Pointing dataset records:
☆ ☆ ☆ ☆ ☆ ☆ ☆
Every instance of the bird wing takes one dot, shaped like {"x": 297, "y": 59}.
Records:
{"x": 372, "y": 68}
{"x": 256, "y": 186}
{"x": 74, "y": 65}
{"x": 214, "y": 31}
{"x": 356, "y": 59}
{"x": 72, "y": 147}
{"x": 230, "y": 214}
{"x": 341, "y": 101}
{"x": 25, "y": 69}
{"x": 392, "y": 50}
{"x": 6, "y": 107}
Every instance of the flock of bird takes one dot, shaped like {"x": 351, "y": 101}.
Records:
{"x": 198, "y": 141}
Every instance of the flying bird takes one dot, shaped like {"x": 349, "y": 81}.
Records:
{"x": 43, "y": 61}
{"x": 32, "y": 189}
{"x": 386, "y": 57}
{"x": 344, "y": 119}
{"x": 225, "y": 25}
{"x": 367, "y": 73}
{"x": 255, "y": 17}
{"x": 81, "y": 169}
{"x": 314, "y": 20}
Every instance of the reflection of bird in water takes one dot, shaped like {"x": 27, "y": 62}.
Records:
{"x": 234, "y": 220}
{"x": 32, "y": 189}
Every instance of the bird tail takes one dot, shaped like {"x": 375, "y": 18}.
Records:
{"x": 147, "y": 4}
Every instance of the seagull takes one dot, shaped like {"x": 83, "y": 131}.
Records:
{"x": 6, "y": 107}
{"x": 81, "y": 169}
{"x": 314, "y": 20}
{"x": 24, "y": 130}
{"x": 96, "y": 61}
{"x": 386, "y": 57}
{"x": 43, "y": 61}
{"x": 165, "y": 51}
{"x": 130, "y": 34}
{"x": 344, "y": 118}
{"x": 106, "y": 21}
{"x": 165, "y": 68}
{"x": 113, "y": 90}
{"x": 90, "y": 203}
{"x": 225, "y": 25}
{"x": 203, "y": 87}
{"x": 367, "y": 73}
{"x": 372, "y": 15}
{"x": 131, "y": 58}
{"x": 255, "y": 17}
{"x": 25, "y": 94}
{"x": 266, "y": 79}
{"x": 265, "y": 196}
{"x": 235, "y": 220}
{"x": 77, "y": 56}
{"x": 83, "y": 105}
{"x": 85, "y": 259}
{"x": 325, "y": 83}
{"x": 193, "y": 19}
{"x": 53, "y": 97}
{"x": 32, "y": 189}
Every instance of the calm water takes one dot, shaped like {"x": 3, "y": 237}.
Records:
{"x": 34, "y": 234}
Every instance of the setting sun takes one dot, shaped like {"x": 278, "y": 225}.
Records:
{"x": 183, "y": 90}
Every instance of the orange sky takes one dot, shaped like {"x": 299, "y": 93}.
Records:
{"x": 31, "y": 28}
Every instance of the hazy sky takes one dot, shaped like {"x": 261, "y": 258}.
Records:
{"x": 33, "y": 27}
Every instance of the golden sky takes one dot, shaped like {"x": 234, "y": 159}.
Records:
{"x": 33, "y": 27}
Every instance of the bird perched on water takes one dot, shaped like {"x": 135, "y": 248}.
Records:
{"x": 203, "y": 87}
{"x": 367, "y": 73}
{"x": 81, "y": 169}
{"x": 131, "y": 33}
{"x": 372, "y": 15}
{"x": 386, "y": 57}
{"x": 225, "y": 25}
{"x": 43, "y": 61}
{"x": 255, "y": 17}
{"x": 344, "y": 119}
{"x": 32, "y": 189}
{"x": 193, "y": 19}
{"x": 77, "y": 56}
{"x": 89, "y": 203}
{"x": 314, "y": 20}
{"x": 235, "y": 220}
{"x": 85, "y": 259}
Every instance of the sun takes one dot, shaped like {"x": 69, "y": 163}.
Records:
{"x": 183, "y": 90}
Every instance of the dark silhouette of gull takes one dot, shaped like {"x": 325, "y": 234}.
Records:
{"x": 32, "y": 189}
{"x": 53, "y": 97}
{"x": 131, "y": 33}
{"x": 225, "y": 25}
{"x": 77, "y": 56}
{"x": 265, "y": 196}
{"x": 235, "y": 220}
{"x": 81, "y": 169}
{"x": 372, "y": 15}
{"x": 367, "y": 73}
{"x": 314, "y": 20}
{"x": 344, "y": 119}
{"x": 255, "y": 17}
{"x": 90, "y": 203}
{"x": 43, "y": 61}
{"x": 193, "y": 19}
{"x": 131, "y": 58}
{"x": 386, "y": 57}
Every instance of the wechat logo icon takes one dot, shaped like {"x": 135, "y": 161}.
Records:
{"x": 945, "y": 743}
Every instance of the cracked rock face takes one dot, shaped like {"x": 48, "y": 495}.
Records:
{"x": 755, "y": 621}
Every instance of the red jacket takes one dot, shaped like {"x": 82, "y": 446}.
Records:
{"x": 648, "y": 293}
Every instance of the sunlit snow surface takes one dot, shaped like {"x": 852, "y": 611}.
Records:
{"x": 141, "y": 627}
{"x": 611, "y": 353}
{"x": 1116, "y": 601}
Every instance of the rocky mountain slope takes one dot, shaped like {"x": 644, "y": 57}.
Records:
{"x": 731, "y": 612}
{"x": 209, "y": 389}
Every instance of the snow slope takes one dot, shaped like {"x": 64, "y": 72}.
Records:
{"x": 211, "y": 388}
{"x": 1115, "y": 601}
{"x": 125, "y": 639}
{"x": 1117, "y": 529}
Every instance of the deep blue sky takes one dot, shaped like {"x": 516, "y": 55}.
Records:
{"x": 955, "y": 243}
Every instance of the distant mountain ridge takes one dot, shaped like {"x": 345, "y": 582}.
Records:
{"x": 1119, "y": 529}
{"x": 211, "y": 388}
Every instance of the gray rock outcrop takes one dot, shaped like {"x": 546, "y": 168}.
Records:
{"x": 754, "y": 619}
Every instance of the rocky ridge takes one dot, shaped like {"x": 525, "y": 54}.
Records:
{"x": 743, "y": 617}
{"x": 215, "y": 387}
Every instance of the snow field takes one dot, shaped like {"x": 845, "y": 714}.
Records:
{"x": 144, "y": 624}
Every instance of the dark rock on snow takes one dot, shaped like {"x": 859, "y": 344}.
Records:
☆ ☆ ☆ ☆ ☆ ☆ ☆
PROBLEM: Reproduce every item above line for line, with no changes to any character.

COMPLETE OUTPUT:
Every instance of the bird wing takes one dot, shaped like {"x": 297, "y": 59}.
Records:
{"x": 372, "y": 68}
{"x": 256, "y": 186}
{"x": 74, "y": 65}
{"x": 214, "y": 31}
{"x": 356, "y": 59}
{"x": 72, "y": 147}
{"x": 230, "y": 214}
{"x": 341, "y": 101}
{"x": 25, "y": 69}
{"x": 392, "y": 50}
{"x": 6, "y": 107}
Every instance of the flock of bird takes one dot, shaped like {"x": 351, "y": 101}.
Records:
{"x": 198, "y": 141}
Every instance of the flying bird takes one dot, shaped like {"x": 349, "y": 81}.
Records:
{"x": 43, "y": 61}
{"x": 32, "y": 189}
{"x": 386, "y": 57}
{"x": 344, "y": 119}
{"x": 225, "y": 25}
{"x": 367, "y": 73}
{"x": 255, "y": 17}
{"x": 81, "y": 169}
{"x": 314, "y": 20}
Every instance of the reflection of bird in water takes one dot, shaped like {"x": 27, "y": 62}.
Records:
{"x": 234, "y": 220}
{"x": 32, "y": 189}
Every instance of the bird tail takes one dot, shaped like {"x": 375, "y": 18}.
Records:
{"x": 147, "y": 4}
Every instance of the seagull takes one dot, shaped like {"x": 83, "y": 131}.
Records:
{"x": 6, "y": 107}
{"x": 81, "y": 169}
{"x": 314, "y": 20}
{"x": 24, "y": 130}
{"x": 96, "y": 61}
{"x": 386, "y": 57}
{"x": 43, "y": 61}
{"x": 165, "y": 51}
{"x": 130, "y": 34}
{"x": 344, "y": 118}
{"x": 106, "y": 21}
{"x": 165, "y": 68}
{"x": 113, "y": 90}
{"x": 90, "y": 203}
{"x": 225, "y": 25}
{"x": 203, "y": 87}
{"x": 367, "y": 73}
{"x": 372, "y": 15}
{"x": 131, "y": 58}
{"x": 255, "y": 17}
{"x": 25, "y": 94}
{"x": 266, "y": 79}
{"x": 265, "y": 196}
{"x": 235, "y": 220}
{"x": 77, "y": 56}
{"x": 83, "y": 105}
{"x": 85, "y": 259}
{"x": 325, "y": 83}
{"x": 193, "y": 19}
{"x": 53, "y": 97}
{"x": 32, "y": 189}
Every instance of the calm water takes one dot, shaped like {"x": 3, "y": 237}.
Records:
{"x": 34, "y": 234}
Every instance of the setting sun takes one dot, shaped like {"x": 278, "y": 225}.
Records:
{"x": 183, "y": 90}
Every instance of the orange sky takes one dot, shaped like {"x": 299, "y": 93}.
Records:
{"x": 31, "y": 28}
Every instance of the hazy sky takes one dot, shaped like {"x": 261, "y": 258}.
Records:
{"x": 33, "y": 27}
Every instance of the golden sky takes one dot, shaped like {"x": 234, "y": 159}.
Records:
{"x": 33, "y": 27}
Every instance of the bird perched on water takes one dot, shaped like {"x": 135, "y": 248}.
Records:
{"x": 203, "y": 87}
{"x": 367, "y": 73}
{"x": 81, "y": 169}
{"x": 131, "y": 33}
{"x": 372, "y": 15}
{"x": 386, "y": 57}
{"x": 225, "y": 25}
{"x": 43, "y": 61}
{"x": 255, "y": 17}
{"x": 344, "y": 119}
{"x": 32, "y": 189}
{"x": 193, "y": 19}
{"x": 77, "y": 56}
{"x": 89, "y": 203}
{"x": 314, "y": 20}
{"x": 235, "y": 220}
{"x": 85, "y": 259}
Every instance of the sun takes one dot, shaped like {"x": 69, "y": 163}.
Records:
{"x": 183, "y": 90}
Every instance of the dark silhouette of gull takes one dot, shaped like {"x": 325, "y": 234}.
Records:
{"x": 32, "y": 189}
{"x": 53, "y": 97}
{"x": 131, "y": 33}
{"x": 225, "y": 25}
{"x": 77, "y": 56}
{"x": 265, "y": 196}
{"x": 235, "y": 220}
{"x": 81, "y": 169}
{"x": 372, "y": 15}
{"x": 367, "y": 73}
{"x": 314, "y": 20}
{"x": 344, "y": 119}
{"x": 255, "y": 17}
{"x": 90, "y": 203}
{"x": 43, "y": 61}
{"x": 193, "y": 19}
{"x": 131, "y": 58}
{"x": 386, "y": 57}
Every instance of the wechat logo icon takes one dot, shaped like {"x": 135, "y": 161}.
Records:
{"x": 945, "y": 743}
Every instance of the cracked rock face takes one dot, shaped like {"x": 48, "y": 495}.
Records:
{"x": 755, "y": 621}
Every instance of the red jacket takes one dot, shaped like {"x": 82, "y": 446}.
Records:
{"x": 648, "y": 293}
Every instance of the sunlit snow surface takes one dot, shaped like {"x": 852, "y": 611}.
Records:
{"x": 141, "y": 627}
{"x": 611, "y": 353}
{"x": 1116, "y": 601}
Every instance of the rocky mountain slope takes one dot, shaped like {"x": 644, "y": 57}.
Records:
{"x": 731, "y": 612}
{"x": 209, "y": 389}
Every instance of the snow slope takes one dot, shaped like {"x": 64, "y": 72}.
Records:
{"x": 211, "y": 388}
{"x": 1115, "y": 601}
{"x": 125, "y": 639}
{"x": 1117, "y": 529}
Every instance of the deep blue sky takes one dot, shaped like {"x": 516, "y": 55}.
Records:
{"x": 955, "y": 243}
Every instance of the distant mountain ridge takes one dot, shaped like {"x": 345, "y": 582}.
Records:
{"x": 1119, "y": 529}
{"x": 211, "y": 388}
Every instance of the gray rock outcrop takes one dot, shaped like {"x": 546, "y": 168}.
Records:
{"x": 754, "y": 619}
Every instance of the rocky ridge takes one dot, shaped like {"x": 525, "y": 54}.
Records:
{"x": 743, "y": 617}
{"x": 215, "y": 387}
Every instance of the snow field takes one dot, shaped like {"x": 845, "y": 714}.
Records:
{"x": 144, "y": 624}
Every instance of the dark rock on snow takes one dot, shaped like {"x": 859, "y": 344}.
Records:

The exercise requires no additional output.